*** Opening Listed records ***

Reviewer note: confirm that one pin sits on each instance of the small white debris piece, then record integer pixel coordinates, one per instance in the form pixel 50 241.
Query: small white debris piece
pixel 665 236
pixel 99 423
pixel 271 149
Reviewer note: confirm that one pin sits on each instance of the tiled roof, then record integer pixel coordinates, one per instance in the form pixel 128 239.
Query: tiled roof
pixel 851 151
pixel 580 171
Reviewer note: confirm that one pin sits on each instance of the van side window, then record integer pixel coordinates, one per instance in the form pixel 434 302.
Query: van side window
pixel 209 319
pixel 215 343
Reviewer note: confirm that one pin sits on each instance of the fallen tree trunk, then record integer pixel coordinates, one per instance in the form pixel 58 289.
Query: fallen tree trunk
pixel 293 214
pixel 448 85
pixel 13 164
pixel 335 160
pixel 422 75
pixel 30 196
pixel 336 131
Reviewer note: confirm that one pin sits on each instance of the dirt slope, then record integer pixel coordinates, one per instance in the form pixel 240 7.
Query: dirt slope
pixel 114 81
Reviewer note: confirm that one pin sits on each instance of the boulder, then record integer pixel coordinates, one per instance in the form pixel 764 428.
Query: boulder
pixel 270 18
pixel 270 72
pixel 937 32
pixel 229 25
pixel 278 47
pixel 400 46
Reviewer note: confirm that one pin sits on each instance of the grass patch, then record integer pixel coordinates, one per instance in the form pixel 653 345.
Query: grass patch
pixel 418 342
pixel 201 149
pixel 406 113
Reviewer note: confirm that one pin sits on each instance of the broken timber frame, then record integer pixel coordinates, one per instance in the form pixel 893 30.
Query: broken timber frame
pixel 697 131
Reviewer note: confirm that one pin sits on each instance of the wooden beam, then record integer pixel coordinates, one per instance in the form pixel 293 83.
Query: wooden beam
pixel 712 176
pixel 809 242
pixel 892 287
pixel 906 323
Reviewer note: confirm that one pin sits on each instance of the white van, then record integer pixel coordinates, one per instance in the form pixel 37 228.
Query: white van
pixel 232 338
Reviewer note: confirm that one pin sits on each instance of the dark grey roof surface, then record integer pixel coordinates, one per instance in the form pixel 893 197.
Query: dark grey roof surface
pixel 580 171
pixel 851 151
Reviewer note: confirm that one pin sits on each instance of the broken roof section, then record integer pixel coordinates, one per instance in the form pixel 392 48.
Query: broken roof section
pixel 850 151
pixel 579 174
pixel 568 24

*** Closing Listed records ***

● How to complete this task
Type out the entries once more, precisely.

● Written solution
Reviewer note: confirm that one pin sits on each instance of the small white debris piece, then record integer pixel coordinates, one per instance in the form pixel 50 241.
Query: small white debris piece
pixel 665 236
pixel 99 423
pixel 271 149
Reviewer note: confirm that one pin sits on each instance of the tiled roof, then record integer pixel coordinates, one per instance in the form pixel 128 239.
Query: tiled roof
pixel 851 151
pixel 580 171
Reviewer note: confirm that one pin sits on each instance of the van side window, then record integer pixel coordinates, one per instance in the form pixel 434 302.
Query: van side window
pixel 209 319
pixel 215 343
Reviewer note: confirm that one pin sits on each instance of the fallen tree trunk, then record integer pixel coordinates, one per instance in the form pixel 58 289.
Query: fallen tree trunk
pixel 293 214
pixel 448 85
pixel 13 164
pixel 335 160
pixel 422 75
pixel 30 196
pixel 336 131
Reviewer note: confirm that one pin sits on each instance of the dirt slope, then record integer pixel coordinates, one per instance in the form pixel 240 7.
Query: dirt slope
pixel 114 81
Reviewer note: confirm that one pin sits on each instance of the boulder, then record integer pixel coordinates, one per instance in the form pixel 764 428.
Query: boulder
pixel 270 18
pixel 270 72
pixel 937 32
pixel 229 25
pixel 278 47
pixel 400 46
Reviewer note: confirm that one pin sits on each instance of the grass patch, then record integer pixel coordinates, one per instance in the form pixel 653 345.
Query: grass patch
pixel 418 342
pixel 201 149
pixel 406 113
Reviewer note: confirm that one pin sits on each instance of the broken timber frame, then record integer pixel coordinates, one per instance in the form pixel 893 30.
Query: broken timber frame
pixel 697 131
Reviewer note: confirm that one pin sits on each instance of the wooden beam, then record integer pixel coordinates, one per instance in the form pixel 293 83.
Query: wooden beam
pixel 712 176
pixel 809 242
pixel 892 287
pixel 906 323
Reviewer note: confirm that one pin sits on each instance of the white van, then record integer pixel coordinates, one per instance in the form pixel 37 228.
Query: white van
pixel 232 338
Reviewer note: confirm that one pin sits on each instance of the dark grey roof surface, then record integer pixel coordinates, one per instance in the form pixel 893 197.
Query: dark grey roof surface
pixel 580 171
pixel 851 151
Reviewer note: confirm that one pin sits on each instance of the broken roof section, then record integer pixel coordinates, one per instance in the form pixel 392 48.
Query: broken roof section
pixel 850 151
pixel 579 174
pixel 568 24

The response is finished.